• [What is expected] The response should be an exact transcription of the data below, free of images.

• [Stored data]

------------------------------------

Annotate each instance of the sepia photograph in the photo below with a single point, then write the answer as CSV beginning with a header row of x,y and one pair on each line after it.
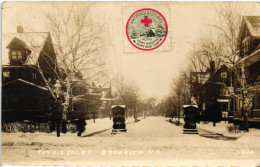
x,y
134,83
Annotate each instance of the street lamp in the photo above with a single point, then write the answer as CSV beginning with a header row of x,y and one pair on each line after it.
x,y
57,87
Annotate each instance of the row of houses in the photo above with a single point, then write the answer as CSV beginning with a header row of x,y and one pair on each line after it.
x,y
224,93
25,94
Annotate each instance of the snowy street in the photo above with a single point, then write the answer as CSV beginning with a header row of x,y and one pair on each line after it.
x,y
151,141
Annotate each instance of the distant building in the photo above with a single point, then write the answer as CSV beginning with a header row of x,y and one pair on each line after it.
x,y
24,92
215,100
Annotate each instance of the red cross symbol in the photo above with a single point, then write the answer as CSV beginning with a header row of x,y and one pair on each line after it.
x,y
146,21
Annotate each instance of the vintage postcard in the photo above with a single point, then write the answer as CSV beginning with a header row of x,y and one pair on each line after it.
x,y
130,83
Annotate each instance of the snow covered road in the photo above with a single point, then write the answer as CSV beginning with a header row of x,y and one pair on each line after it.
x,y
151,141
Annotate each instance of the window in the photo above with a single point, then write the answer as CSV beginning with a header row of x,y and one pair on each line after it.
x,y
19,55
16,55
224,75
6,74
33,75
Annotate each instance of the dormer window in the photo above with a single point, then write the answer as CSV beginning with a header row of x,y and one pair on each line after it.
x,y
16,55
19,51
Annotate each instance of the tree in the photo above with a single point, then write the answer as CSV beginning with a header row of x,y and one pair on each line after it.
x,y
78,41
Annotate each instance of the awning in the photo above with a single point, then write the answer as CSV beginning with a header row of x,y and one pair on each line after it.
x,y
185,106
25,83
122,106
223,100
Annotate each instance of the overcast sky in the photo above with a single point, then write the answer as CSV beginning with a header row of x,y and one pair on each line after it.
x,y
152,71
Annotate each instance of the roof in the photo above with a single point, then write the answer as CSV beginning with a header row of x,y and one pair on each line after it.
x,y
253,25
33,41
122,106
251,59
26,82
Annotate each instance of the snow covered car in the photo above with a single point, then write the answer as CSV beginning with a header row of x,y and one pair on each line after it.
x,y
118,112
191,116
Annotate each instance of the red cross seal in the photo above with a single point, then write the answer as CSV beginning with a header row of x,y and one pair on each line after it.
x,y
146,29
146,21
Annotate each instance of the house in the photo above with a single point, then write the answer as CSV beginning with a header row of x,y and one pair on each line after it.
x,y
249,65
28,62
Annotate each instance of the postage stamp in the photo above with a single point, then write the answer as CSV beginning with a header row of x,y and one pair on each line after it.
x,y
146,29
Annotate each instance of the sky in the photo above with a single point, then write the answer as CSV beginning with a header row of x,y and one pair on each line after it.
x,y
152,71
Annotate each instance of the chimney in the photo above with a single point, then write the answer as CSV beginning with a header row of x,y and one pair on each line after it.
x,y
19,29
212,66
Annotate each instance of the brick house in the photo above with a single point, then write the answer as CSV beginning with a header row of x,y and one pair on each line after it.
x,y
24,92
249,52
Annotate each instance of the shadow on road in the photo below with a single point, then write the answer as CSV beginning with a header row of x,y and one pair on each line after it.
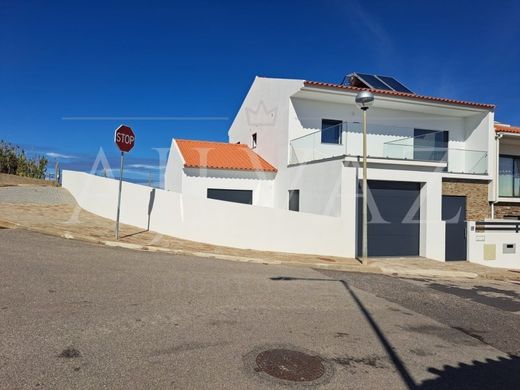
x,y
503,373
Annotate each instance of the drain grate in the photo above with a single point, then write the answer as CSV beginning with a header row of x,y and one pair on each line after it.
x,y
290,365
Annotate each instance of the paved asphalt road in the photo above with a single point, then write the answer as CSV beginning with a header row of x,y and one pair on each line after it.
x,y
75,315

------------------------------------

• [Solution to this exercise]
Annotate each instance of the sepia photograph in the photo below with a single point, then write the answer as CSV beginning with a header row of x,y and one pair on each line after it.
x,y
134,83
Annotate each instance of the street lamp in the photo above with a single point, then write the answer as CSV beginning with a header row of x,y and one pair on each line after it.
x,y
57,87
Annotate each instance of the row of houses in the photo above with a single point, then write the answer as CSV beginning with a header row of x,y and one pair on each line after it.
x,y
224,93
25,94
Annotate each instance of the snowy street in the photo above with a single point, then write the answer as CSV beginning with a header row of x,y and one pair on each line after it.
x,y
151,141
Annotate each instance of the distant building in the photo above with a single point, then write the answer as CSV beginning with a header row of x,y and one pair on each line after it.
x,y
24,92
215,100
Annotate each instance of the red cross symbol in the photo above with a single point, then write the answer as CSV beginning with a header row of x,y and one pair on each line after it.
x,y
146,21
Annotate each instance of the vintage postcard in the photo above with a single point, then write the answer as CSV beginning with a header row of x,y and one pair on each line after it.
x,y
130,83
Annotate each instance of the snow covered road in the photo above with a single point, then write the answer as CSV beginning with a header row of x,y and one pair on each line after it.
x,y
151,141
Annotate each instance of the window in the photo above with a single point, then write the answer as CSV beginning with a header row of x,y and one pair on each line after it.
x,y
19,55
16,55
224,75
6,74
33,75
Annotate each instance of the dormer window in the photo above with a single point, then write the answer as CSV beginning with a header row of x,y and one pair on each line after it.
x,y
16,55
19,51
Annotate each instance of the tree in the photo above with a single point, then write the answer as CSV beginning with a header row of x,y and one pair on each line after it.
x,y
78,41
Annotate each instance of the awning in the photo above with a single point, then write the answer as CSV beginning with a header row of x,y and one pair on each line after it.
x,y
185,106
25,83
122,106
223,100
Annotate each instance of the overcast sky in the photo above with a single point, then write the answer as CSV beginning with a header row of x,y and one pair on each line after it.
x,y
152,71
Annotate each instance of the roof in the photo above with a single point, then write the answer as CSV beginning with a header row of x,y and one pair on each line after it.
x,y
253,25
33,41
122,106
251,59
26,82
Annotate each instance of the snow covered car in the photo above with a single point, then write the answer as CSV beginning with a header row of x,y and one pair on each line after it.
x,y
118,112
191,116
Annotate each instance of the red cross seal in the photo above with a single point, then write the answer as CSV beginning with a header row of x,y and one pair on each line after it.
x,y
146,29
146,21
Annotate each instance of the house in the photo above with a single point, then write the answer as CSV beginning with a header row of x,y and one pair on each line after it.
x,y
249,65
28,62
Annotate each instance of the postage stamp in the photo above with a single point, then write the answer as CSV beginning with a header row of x,y and one pair on each line after it.
x,y
146,29
Annotate each instance of the sky in the photo above with a single point, then write the answer as CSV beginning with a header row of x,y and one pair on each line after it.
x,y
152,71
Annotate each instance of the chimney in the photo above with a single point, then write the answer as CSV beginning with a header row of x,y and one pair on each line after it.
x,y
19,29
212,66
Annotate each instance of the brick house in the photo above with a single point, then write the answer as CSV beginning with a header row of x,y and one pair on each line after it.
x,y
24,92
249,52
Annotate each instance of the shadow on road in the photo below with a single point, then write the answer as CSV beginning with a header row of x,y and one pair on each line after it.
x,y
503,373
Annotate each instance of the drain grate in the photo above with a single point, then write the answer as CSV beginning with a header row of x,y and one pair on each line after it.
x,y
290,365
Annotate each instance of the paved asphalt road in the photo above with a single point, then write the answer as CSV beginning with a header row of x,y and one pair on each line after it.
x,y
75,315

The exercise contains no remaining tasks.